### YOUR ASSIGNMENT
Here are some records; quote them exactly, leaving out the pictures.
--- DATASET RECORDS Enclosed Below ---
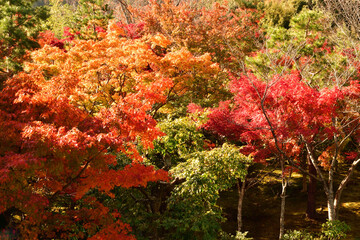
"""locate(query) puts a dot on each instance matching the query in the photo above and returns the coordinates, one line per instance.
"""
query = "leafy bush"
(333, 230)
(298, 235)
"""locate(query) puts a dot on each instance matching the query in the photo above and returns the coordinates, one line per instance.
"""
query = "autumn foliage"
(66, 117)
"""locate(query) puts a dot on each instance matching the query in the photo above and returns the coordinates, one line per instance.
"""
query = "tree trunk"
--- End of Enclosed DATASET RECORDS ---
### TASK OUTPUT
"""locate(query) puts a dot on each instance matching the query in the photo above and returns the coordinates, one line per instance.
"""
query = "leafy bush"
(333, 230)
(298, 235)
"""locate(query) puts a dot on each instance matching the query in the photo above and returns the coordinates, one line per instance.
"""
query = "autumn foliage"
(66, 117)
"""locate(query) puts a dot on each instance matching the query in the photo above and returns the coordinates, one line per instance.
"""
query = "tree trunk"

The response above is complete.